■ **Brief 1**
In the passage on Jews in the Ottoman Empire, how many Jews lived in the empire in 1905?
■ **Brief 2**
Continue the passage on Jews in the Ottoman Empire, starting right after its final sentence.

The rabbi was also the chief of the religious court, called a "beth din." He orchestrated and led ceremonies such as engagements, weddings, births, circumcisions, acceptances to the parish, funerals and sacrifices in addition to ruling over personal cases involving family and inheritance law. They were also responsible for collecting taxes for the government.
As it was the case for them everywhere else in the world, Jews were involved in commerce in the Ottoman Empire as well. They were so successful that they began providing loans to the Ottoman palace in the 16th century. Through these loans, Ottoman Jews gained enough power to enter political authority.
In 1844, Jews constituted 170,000 of the total 35,350,000 Ottoman population. In 1905, when the total population of the Ottoman Empire was 20.9 million, the number of Jews was 256,000 and, when the population decreased to 18.5 million in 1914, 187,000 of them were Jews. At the beginning of the 20th century, 1.1 percent of the total population was Jewish. The change in population is related to various territory losses and migrations.
Zionism
The Regulation of Rabbinate was published in 1865, and a democratic structure was introduced to the Jewish community that allowed citizens to have a say in the matters of the congregation as much as the religious men. Ottoman Christians were strongly opposed to giving Jews similar legal status as other minorities in the empire. There were even rumors that Greeks reacted to the case saying: "Shame on the Ottoman government! They consider us equal to the Jews. We consented to the supremacy of Islam!" as it was the general inclination of Ottoman Christians to look down on Jews.
Although the majority of non-Muslims in the Ottoman Empire were supported by European empires and used as a means of oppression against the Ottoman government in the 19th century, this was not the case for the Jewish community. However, the stream of Zionism filtering in from Europe during that century caused a big calamity for the Ottoman Empire.

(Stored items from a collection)
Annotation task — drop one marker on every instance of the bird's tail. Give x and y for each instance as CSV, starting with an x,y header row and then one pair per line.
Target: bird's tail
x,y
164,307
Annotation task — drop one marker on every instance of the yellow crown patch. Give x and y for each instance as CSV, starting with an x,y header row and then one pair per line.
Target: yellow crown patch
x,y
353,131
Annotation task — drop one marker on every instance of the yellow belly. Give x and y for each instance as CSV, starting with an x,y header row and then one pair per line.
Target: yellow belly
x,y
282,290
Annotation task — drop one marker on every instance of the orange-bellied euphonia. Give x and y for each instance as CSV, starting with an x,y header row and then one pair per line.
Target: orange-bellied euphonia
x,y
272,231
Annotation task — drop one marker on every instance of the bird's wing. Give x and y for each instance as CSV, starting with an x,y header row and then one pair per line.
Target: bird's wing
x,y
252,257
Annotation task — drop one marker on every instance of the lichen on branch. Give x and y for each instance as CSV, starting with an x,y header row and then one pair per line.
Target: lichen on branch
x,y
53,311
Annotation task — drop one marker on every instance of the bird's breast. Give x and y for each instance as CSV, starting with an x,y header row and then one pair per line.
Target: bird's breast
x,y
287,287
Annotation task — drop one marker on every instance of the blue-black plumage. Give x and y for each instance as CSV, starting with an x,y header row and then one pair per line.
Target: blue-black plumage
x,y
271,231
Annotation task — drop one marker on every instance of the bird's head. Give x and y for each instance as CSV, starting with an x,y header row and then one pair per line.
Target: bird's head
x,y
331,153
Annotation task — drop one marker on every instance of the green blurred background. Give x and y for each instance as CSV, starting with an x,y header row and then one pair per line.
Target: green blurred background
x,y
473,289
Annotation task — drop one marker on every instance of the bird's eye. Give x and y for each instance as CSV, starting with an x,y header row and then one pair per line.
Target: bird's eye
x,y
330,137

■ **Final answer 1**
256,000

■ **Final answer 2**
Zionists, a group of Jews who wanted to found a government in Palestine, had considerable moral and financial support. Regarding Sultan Abdülhamid II as threat, they cooperated with the Young Turks, the group that aimed to overthrow the sultan. After the dethronement of Abdülhamid II, permission was given for the migration of Jews to Palestine. The most prominent financier and mentor of the Committee of Union and Progress (CUP), which seized the government in 1908, was a Jewish banker of Italian origin from Salonica, Emmanuel Carasso.
When Greeks, who had held a privileged status up until then, fell into disfavor after the Constantinople massacre of 1821 targetting Greeks, Jews were hoping for a second chance. However, with their art facilities scattered around Anatolia, Armenians came in first thanks to their capital surplus. As a result of the Jewish lobby's recommendations, the Young Turks government removed Armenians from Anatolia in 1915. Hence, the economy of the country was left in the hands of Jewish capital. Carasso, who was a part of the committee that informed Abdülhamid II of his dethronement, was the closest confidant of Talat Pasha, the figure responsible for the deportation law. In fact, when Talat Pasha escaped abroad in 1918, he entrusted his entire estate to Carasso. To take an active role in the foundation of the Ankara government, Carasso returned to his homeland before his death.
After the foundation of the Republic, Jews were victim to various pogroms. They faced problems rooted in the anti-Semitic policies of the 1940s. With the 1942 capital tax, a considerable amount of Jewish capital was extracted and nationalized. Most Jews in the new Republic fled to Israel, which was founded in 1948. At the moment, approximately 50,000 Jews remain in Turkey.